ASSIGNMENT:
Repeat exactly, and only, the lines from the one containing "Task: indicate the white shorts" through the last line of the data below.

-- DATA FOR REVIEW follows --

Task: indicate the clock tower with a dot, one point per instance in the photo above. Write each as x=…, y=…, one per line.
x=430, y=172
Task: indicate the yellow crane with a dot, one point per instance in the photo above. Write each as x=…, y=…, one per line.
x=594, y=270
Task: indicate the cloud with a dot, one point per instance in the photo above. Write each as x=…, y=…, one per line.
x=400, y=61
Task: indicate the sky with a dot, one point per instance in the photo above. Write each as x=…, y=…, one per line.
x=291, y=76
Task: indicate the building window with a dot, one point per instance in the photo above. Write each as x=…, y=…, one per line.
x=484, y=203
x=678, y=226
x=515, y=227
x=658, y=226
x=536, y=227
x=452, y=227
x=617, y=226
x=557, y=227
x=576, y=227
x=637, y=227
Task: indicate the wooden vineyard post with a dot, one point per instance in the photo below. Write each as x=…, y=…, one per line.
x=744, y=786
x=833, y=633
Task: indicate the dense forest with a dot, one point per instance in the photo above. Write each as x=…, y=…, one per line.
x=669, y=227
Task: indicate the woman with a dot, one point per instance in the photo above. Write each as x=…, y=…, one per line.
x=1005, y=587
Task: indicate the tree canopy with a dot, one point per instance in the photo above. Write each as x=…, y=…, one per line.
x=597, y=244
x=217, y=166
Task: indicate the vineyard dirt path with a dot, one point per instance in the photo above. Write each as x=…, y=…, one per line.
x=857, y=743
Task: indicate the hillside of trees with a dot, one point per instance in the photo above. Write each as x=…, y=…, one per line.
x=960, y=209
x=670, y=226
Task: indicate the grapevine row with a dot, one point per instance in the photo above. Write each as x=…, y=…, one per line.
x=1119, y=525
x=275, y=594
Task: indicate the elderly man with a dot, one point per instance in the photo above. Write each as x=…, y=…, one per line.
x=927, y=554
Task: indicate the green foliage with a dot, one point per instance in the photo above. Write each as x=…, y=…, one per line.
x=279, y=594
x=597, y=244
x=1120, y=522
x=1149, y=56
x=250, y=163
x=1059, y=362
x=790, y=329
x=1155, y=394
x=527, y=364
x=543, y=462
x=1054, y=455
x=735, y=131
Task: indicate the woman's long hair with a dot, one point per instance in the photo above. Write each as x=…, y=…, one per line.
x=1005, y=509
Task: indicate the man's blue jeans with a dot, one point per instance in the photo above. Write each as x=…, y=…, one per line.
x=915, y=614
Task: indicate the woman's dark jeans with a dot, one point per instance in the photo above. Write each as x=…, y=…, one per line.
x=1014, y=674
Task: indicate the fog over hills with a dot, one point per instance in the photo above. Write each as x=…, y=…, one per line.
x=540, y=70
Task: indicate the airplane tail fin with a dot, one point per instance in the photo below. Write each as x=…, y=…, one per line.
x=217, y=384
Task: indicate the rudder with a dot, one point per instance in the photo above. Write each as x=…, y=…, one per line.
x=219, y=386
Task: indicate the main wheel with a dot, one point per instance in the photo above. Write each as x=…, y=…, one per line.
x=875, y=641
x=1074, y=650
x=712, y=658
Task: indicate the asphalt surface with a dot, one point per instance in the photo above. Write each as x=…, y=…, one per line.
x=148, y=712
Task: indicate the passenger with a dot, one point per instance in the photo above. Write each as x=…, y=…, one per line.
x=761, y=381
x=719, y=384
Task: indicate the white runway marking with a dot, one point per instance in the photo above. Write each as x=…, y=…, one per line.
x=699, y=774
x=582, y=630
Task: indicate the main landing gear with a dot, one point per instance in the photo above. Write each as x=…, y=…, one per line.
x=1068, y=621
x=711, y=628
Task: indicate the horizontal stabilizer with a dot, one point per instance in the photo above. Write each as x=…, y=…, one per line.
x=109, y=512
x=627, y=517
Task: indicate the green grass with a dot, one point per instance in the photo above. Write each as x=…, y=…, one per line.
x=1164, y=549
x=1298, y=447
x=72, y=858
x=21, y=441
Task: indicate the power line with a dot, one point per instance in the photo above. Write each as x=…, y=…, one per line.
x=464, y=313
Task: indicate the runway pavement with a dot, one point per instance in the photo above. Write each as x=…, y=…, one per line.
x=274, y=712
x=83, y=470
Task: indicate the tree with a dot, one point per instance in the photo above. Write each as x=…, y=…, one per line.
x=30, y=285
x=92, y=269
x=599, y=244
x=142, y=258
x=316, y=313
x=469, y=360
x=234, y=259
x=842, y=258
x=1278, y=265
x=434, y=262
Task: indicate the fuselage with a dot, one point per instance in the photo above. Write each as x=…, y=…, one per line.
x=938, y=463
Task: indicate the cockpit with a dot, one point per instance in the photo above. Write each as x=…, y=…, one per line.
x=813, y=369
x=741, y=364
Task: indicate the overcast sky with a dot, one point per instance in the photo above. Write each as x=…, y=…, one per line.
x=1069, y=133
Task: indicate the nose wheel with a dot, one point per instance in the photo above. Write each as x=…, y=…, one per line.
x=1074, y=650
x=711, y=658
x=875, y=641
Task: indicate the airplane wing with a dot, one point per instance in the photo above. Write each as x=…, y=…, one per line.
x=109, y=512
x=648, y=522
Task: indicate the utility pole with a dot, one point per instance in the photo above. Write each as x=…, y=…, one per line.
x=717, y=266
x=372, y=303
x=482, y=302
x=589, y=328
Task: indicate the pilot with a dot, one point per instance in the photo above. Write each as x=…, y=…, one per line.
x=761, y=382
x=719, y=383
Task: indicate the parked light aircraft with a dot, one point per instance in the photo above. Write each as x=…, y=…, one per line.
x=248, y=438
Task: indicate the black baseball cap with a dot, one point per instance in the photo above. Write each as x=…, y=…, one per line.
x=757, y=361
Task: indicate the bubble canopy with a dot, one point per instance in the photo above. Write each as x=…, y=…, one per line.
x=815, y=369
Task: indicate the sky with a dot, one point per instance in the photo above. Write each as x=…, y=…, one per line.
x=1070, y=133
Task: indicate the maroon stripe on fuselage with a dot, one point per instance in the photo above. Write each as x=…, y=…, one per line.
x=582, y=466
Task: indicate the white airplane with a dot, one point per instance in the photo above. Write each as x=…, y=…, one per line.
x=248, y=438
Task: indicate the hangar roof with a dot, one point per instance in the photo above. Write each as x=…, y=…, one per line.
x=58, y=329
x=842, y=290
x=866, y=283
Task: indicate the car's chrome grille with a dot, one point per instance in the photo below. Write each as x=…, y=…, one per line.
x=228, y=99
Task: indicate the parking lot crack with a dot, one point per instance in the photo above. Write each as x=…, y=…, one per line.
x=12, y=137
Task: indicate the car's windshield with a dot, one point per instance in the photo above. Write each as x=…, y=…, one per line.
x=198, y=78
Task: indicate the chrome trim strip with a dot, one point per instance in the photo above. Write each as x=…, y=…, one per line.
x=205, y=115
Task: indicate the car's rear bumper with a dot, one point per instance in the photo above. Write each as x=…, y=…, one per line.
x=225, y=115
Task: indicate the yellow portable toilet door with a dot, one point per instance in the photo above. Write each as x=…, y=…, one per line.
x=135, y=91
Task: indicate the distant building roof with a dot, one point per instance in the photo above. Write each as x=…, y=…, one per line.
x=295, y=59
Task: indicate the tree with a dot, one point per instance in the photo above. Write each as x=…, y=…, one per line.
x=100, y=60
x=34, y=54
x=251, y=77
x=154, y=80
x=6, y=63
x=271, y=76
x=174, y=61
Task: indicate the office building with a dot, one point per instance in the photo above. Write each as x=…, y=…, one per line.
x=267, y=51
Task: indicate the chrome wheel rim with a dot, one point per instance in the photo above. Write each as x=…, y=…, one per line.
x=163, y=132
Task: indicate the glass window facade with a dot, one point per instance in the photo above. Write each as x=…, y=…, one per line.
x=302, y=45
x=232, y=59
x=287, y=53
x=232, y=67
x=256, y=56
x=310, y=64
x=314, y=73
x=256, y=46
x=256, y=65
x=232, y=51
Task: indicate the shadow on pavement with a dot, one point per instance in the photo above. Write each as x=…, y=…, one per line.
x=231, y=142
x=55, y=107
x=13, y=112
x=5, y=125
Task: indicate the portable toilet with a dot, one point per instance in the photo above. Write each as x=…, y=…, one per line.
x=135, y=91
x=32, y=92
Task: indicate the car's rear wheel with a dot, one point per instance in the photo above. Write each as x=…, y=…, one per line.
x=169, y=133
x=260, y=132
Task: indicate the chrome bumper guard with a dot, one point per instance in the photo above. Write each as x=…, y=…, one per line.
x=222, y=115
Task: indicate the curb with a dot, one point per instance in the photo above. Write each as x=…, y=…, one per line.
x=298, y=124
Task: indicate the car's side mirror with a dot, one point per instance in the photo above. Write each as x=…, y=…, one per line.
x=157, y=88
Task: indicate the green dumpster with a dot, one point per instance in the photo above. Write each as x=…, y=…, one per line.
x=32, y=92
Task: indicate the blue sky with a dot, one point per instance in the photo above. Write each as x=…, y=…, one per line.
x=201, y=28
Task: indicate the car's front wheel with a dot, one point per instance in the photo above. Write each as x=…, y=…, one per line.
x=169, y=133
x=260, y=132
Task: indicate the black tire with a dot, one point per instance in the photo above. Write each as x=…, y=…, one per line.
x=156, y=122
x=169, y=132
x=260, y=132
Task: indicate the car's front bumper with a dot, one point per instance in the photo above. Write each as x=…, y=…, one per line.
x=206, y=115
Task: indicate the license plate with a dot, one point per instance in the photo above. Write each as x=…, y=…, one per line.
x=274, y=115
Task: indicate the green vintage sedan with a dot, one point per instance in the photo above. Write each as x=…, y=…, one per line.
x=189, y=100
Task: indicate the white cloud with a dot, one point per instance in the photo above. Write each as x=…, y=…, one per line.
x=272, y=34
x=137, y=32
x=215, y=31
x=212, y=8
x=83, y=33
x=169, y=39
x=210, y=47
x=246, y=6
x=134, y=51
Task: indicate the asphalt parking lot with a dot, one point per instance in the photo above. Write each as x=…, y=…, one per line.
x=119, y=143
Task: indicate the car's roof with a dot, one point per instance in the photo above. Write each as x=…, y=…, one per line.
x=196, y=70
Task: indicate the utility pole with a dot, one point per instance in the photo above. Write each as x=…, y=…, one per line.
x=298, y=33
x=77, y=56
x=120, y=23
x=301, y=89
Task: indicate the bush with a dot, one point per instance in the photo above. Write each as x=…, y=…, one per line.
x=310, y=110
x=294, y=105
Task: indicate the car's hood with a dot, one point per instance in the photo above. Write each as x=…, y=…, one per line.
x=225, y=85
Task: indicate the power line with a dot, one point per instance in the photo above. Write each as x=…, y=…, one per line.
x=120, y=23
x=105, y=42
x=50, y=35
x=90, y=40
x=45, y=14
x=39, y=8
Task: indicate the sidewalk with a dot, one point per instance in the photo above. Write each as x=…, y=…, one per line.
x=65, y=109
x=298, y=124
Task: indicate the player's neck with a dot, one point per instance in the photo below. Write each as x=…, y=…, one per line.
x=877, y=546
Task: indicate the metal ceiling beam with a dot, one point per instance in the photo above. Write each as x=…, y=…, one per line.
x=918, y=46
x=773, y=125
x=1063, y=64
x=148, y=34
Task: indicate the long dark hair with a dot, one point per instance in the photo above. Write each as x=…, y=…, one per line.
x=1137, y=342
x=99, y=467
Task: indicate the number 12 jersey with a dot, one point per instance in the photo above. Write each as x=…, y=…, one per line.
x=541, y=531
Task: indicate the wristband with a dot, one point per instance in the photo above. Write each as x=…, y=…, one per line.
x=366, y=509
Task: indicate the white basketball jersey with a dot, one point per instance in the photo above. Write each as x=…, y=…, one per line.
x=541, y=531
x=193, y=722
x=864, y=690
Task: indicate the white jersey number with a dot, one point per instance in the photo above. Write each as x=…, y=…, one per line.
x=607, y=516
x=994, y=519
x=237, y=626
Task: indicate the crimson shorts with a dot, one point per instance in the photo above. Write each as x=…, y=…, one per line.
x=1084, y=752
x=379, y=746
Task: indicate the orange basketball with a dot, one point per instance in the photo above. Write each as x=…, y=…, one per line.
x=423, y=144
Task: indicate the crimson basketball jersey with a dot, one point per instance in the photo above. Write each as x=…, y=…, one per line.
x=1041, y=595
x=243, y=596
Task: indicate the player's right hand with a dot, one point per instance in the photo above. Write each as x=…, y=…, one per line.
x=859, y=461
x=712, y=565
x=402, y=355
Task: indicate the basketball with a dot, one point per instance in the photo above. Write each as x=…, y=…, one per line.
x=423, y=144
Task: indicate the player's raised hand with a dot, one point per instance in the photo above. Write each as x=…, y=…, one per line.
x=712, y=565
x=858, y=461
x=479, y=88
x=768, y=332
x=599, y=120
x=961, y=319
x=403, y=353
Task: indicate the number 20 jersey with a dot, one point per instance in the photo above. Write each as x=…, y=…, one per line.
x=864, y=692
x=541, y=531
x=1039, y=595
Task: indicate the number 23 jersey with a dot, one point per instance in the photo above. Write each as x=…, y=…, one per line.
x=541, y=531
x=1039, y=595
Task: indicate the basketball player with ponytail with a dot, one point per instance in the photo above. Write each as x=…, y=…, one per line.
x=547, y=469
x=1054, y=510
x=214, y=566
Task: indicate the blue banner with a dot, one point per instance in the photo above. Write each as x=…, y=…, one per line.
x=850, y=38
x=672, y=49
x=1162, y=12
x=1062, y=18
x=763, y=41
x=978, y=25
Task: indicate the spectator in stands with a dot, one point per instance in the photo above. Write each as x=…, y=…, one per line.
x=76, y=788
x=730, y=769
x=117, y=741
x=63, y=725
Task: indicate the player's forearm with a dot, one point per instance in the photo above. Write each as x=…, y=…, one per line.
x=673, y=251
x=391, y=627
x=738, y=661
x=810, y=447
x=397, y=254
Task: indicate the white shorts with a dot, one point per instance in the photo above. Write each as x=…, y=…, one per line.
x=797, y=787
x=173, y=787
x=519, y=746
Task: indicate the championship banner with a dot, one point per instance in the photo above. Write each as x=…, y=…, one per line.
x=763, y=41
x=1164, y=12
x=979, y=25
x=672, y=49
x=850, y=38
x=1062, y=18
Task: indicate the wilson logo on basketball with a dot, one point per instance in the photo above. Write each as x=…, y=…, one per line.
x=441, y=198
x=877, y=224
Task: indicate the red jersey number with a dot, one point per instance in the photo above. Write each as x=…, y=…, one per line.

-- DATA FOR REVIEW concluded --

REPLY TO THE TASK:
Task: indicate the white shorts with a dot, one point per instance in the photo above. Write each as x=…, y=…, one per line.
x=797, y=787
x=173, y=787
x=519, y=746
Task: indicate the championship banner with a dot, one point per instance in the photo above. Write each as x=…, y=…, one per line.
x=763, y=41
x=1164, y=12
x=979, y=25
x=672, y=49
x=850, y=38
x=1062, y=18
Task: indicate the wilson logo on basketball with a dot, one point per instance in the photo above. Write each as x=…, y=…, one per line.
x=441, y=198
x=877, y=224
Task: indicate the red jersey number with a dot, one point per instance in the photo above. Write each as x=…, y=…, one per line.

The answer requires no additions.